Work request
Everything from the line that contains "Objective — one dot per instance of the air" through the final line of the records should be written out exactly, and nothing outside that span.

Provided data
☆ ☆ ☆ ☆

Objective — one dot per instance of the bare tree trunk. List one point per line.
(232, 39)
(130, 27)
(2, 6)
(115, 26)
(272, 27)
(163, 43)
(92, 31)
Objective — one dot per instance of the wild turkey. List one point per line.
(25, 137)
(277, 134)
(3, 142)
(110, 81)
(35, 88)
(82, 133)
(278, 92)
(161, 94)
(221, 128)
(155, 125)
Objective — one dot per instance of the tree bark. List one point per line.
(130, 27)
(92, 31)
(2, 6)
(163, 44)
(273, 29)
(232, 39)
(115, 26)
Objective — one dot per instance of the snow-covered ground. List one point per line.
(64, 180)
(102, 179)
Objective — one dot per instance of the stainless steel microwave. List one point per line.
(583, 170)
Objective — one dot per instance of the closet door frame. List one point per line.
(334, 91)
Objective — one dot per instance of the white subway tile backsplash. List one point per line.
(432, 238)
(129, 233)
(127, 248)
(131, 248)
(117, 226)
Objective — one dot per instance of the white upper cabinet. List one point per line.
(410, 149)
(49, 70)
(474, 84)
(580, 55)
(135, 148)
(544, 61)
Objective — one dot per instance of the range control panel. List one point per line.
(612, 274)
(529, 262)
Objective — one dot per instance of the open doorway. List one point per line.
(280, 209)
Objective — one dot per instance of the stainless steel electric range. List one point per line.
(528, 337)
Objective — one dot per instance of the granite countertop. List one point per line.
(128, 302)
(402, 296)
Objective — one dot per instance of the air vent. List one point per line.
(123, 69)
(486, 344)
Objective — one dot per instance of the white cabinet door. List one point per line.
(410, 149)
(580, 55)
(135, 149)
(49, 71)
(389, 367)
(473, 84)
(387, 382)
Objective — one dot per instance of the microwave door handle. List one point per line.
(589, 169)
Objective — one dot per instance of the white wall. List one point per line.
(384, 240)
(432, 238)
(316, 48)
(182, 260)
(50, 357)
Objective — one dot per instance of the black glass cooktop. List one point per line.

☆ ☆ ☆ ☆

Result below
Objective — one dot per instance of the air vent. List one point per line.
(123, 69)
(486, 344)
Objective — one dot per instance of the white cabinet door. List one point per line.
(410, 149)
(580, 55)
(135, 149)
(49, 71)
(389, 367)
(473, 84)
(387, 382)
Objective — one dot per instance of the microwave door handle. List one point per line.
(589, 169)
Objective — one dot per instance of the white wall. List one point per line.
(384, 240)
(432, 238)
(316, 48)
(182, 260)
(50, 357)
Objective — one dot per instance of the black glass cooktop. List one point per line.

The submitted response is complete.